Assignment ->
Scan the entries that follow and copy out every line containing "fuselage".

Stored data ->

────

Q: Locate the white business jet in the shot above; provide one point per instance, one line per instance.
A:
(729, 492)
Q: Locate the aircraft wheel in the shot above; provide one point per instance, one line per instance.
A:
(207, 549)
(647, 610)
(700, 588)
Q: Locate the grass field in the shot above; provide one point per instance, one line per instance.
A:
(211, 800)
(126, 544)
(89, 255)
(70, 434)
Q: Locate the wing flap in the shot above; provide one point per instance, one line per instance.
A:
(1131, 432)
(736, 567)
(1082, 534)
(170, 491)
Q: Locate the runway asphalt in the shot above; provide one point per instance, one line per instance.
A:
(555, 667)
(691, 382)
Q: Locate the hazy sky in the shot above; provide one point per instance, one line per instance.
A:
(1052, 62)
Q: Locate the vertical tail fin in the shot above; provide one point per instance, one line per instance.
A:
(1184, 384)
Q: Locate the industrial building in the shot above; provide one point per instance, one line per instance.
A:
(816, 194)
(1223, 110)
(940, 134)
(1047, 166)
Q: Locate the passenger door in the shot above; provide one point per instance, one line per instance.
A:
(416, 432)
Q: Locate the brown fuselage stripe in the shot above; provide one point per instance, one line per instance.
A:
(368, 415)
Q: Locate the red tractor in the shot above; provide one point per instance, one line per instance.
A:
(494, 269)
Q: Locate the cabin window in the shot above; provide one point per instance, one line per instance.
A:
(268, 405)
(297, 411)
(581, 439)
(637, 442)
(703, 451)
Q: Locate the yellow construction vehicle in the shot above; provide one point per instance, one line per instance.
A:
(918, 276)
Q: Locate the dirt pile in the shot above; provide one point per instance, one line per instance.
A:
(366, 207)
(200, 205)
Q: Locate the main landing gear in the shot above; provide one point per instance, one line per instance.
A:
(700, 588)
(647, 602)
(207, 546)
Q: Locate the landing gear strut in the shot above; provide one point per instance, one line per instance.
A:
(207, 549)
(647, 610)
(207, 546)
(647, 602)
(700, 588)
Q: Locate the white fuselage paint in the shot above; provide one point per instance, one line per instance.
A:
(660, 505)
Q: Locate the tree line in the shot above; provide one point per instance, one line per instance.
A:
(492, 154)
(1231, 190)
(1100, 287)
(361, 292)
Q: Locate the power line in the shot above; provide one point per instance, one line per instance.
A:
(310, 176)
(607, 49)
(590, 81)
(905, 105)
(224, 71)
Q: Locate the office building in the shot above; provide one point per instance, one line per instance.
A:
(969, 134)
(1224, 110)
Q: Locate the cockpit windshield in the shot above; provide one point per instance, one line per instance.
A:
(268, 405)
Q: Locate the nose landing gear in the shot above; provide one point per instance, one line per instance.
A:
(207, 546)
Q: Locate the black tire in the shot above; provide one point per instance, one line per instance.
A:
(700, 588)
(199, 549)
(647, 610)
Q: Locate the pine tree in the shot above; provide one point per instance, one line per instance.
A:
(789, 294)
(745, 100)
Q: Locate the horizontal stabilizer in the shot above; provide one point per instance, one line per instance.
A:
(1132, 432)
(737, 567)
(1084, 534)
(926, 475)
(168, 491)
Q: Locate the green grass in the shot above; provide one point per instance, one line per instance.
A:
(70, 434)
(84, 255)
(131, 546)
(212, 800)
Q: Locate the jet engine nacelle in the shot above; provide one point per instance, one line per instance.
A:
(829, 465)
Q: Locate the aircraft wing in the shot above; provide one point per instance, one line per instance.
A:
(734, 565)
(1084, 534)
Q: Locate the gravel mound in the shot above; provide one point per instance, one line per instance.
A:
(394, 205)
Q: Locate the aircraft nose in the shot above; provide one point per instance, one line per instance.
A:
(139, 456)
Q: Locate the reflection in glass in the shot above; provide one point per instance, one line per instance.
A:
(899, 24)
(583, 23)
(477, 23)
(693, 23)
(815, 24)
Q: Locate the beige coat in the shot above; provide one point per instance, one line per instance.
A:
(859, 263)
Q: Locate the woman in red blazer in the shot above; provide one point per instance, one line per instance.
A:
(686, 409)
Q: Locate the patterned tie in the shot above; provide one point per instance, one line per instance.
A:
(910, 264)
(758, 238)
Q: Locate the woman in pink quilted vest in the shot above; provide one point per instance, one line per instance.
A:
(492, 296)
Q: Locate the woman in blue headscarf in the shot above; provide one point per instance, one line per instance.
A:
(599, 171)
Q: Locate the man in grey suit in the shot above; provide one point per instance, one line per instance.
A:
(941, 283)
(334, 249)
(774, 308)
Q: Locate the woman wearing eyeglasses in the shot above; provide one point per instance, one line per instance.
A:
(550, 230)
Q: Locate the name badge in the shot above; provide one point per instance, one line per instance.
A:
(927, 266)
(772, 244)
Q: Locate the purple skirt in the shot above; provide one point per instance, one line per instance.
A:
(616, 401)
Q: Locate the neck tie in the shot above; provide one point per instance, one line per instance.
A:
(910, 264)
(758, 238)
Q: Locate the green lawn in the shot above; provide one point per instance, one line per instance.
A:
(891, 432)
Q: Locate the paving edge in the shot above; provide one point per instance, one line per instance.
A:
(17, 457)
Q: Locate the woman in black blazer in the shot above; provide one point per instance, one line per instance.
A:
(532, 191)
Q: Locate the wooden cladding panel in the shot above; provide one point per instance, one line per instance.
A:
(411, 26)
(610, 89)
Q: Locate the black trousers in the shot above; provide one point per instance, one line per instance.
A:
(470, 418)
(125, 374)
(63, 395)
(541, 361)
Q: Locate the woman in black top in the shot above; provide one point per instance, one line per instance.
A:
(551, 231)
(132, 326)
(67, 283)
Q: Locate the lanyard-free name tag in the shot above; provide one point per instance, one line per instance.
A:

────

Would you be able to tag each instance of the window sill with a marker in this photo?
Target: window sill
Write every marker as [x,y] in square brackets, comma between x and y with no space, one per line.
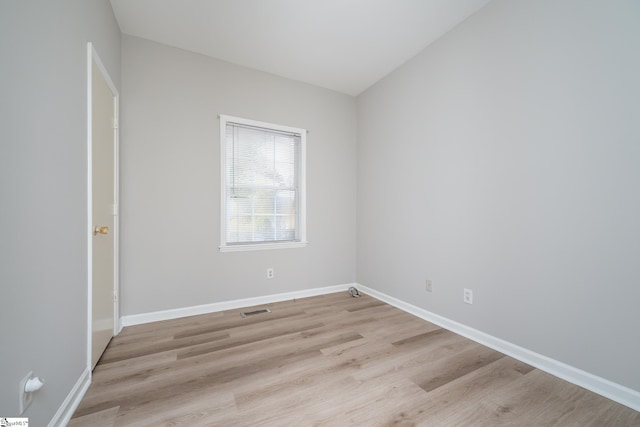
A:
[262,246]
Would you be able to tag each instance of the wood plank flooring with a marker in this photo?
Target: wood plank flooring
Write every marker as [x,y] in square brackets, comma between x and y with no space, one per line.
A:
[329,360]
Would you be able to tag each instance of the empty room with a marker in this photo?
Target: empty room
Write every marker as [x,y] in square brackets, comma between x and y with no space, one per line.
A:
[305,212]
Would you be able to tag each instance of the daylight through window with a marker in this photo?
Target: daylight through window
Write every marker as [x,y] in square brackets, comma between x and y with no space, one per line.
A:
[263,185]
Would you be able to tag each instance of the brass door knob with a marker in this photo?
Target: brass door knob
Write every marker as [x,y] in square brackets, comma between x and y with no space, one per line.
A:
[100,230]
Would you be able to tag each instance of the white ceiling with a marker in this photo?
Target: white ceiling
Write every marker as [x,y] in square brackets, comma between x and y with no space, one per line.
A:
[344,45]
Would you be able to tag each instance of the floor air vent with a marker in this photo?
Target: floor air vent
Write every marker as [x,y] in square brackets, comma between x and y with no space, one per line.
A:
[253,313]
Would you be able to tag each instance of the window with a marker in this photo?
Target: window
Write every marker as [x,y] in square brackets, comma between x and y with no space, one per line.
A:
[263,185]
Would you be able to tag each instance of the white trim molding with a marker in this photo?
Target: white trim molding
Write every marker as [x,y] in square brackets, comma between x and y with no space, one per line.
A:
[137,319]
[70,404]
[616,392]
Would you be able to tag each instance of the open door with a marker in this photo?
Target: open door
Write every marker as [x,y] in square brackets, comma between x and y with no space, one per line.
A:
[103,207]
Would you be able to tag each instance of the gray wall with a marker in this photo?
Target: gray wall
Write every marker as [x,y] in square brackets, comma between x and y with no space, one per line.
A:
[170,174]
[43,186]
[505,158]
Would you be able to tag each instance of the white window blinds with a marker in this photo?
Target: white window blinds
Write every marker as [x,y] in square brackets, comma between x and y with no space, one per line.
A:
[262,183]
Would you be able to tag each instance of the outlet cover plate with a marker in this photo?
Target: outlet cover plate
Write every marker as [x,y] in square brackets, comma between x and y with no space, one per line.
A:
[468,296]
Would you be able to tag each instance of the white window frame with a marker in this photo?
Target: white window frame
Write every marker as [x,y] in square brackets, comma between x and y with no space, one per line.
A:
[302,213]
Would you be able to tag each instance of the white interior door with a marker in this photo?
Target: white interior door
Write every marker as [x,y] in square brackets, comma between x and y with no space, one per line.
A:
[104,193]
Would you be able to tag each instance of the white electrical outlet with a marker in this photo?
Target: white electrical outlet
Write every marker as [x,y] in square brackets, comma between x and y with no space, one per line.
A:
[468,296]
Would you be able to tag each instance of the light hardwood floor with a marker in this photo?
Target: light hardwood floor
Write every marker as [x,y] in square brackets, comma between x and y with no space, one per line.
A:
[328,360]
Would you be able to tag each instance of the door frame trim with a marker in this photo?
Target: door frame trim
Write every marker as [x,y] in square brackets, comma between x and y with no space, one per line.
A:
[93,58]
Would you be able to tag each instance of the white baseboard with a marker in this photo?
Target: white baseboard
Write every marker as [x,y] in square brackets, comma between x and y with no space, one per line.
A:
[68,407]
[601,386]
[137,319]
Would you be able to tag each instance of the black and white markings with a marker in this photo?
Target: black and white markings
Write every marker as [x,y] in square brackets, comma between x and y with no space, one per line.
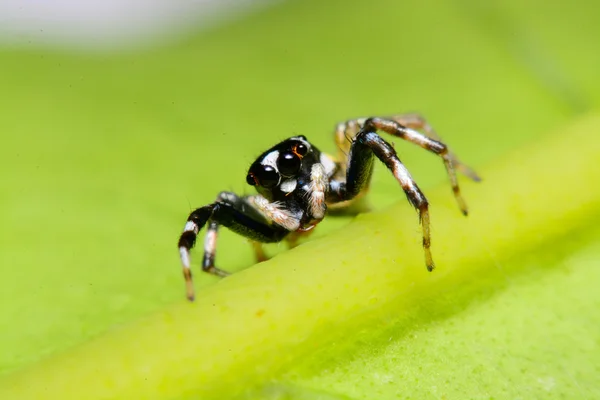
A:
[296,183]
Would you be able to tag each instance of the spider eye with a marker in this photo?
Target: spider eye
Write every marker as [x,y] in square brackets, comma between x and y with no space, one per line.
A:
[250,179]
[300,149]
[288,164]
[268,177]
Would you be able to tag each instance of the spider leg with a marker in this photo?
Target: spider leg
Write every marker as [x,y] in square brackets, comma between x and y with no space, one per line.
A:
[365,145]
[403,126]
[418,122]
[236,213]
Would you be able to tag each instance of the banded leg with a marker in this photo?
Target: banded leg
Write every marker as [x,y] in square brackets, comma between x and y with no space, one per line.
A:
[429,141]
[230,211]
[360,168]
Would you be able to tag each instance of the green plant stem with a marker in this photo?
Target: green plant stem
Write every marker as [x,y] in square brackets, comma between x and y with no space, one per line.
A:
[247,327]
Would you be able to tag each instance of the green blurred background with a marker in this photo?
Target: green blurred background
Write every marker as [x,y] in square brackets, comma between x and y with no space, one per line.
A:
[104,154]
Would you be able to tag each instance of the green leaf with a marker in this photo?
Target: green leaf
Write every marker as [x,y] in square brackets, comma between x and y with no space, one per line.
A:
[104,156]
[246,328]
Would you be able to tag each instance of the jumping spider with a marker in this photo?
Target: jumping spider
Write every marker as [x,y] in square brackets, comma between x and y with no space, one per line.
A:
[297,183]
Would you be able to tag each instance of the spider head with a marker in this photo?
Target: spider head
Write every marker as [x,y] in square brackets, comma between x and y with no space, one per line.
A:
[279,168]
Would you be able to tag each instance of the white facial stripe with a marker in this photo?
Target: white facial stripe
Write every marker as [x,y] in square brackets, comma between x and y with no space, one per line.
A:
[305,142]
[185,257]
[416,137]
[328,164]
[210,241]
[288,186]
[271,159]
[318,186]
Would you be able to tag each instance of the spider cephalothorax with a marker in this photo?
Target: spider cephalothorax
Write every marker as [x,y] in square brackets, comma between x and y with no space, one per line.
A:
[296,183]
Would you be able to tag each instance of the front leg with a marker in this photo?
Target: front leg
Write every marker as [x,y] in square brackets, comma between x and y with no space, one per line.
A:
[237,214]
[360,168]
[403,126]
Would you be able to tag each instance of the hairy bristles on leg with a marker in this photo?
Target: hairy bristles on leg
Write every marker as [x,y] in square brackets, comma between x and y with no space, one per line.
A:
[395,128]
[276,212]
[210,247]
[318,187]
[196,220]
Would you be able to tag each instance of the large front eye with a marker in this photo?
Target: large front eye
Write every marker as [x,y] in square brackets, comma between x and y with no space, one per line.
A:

────

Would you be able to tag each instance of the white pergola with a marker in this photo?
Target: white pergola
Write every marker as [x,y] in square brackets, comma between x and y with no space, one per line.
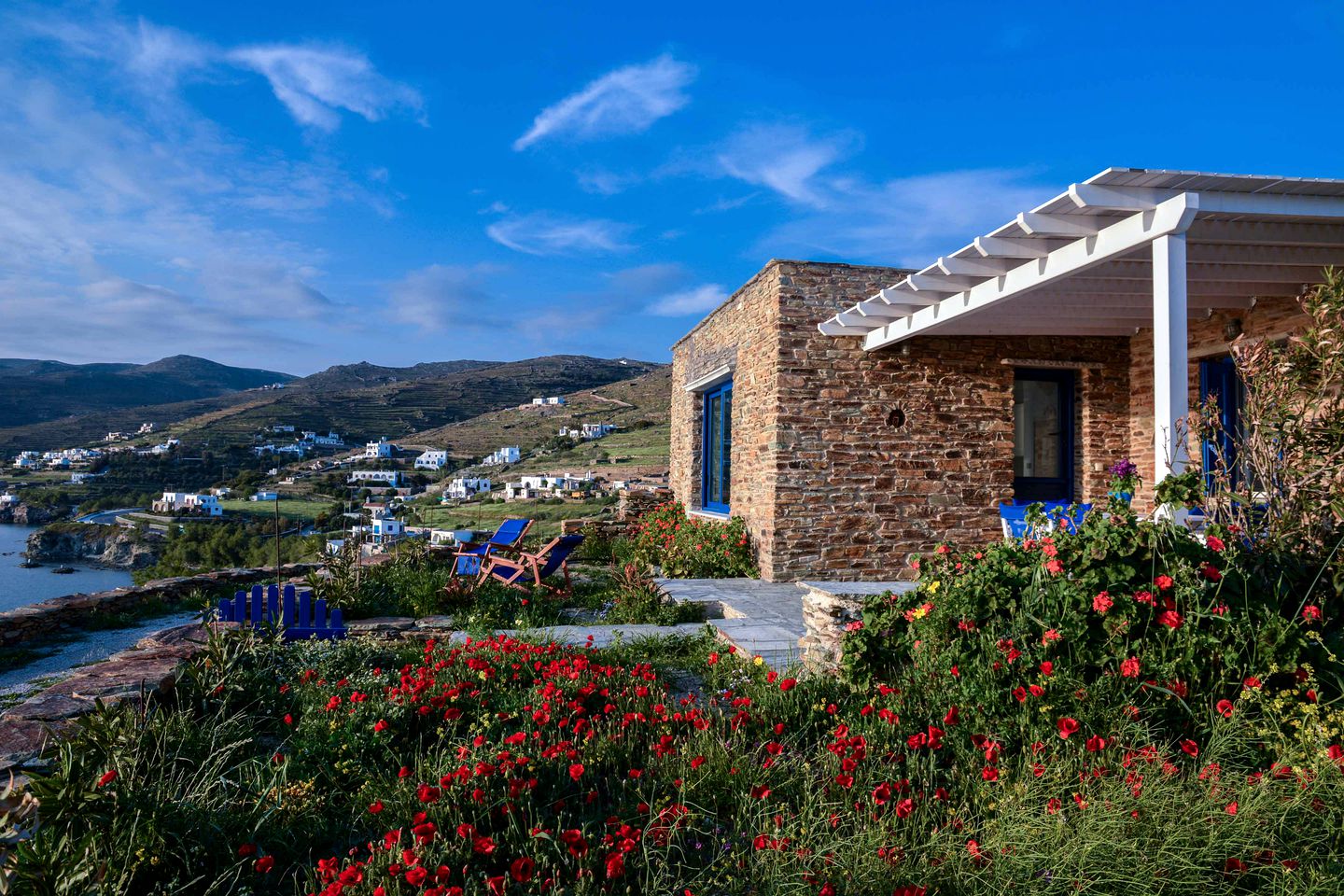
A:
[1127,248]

────

Exercise result ->
Q: Locate the brown fuselage stripe in the shot above; provide one point per instance, one line per instance.
Q: Locate the white fuselage paint in the shot above; provide one point per instance, one line per instance.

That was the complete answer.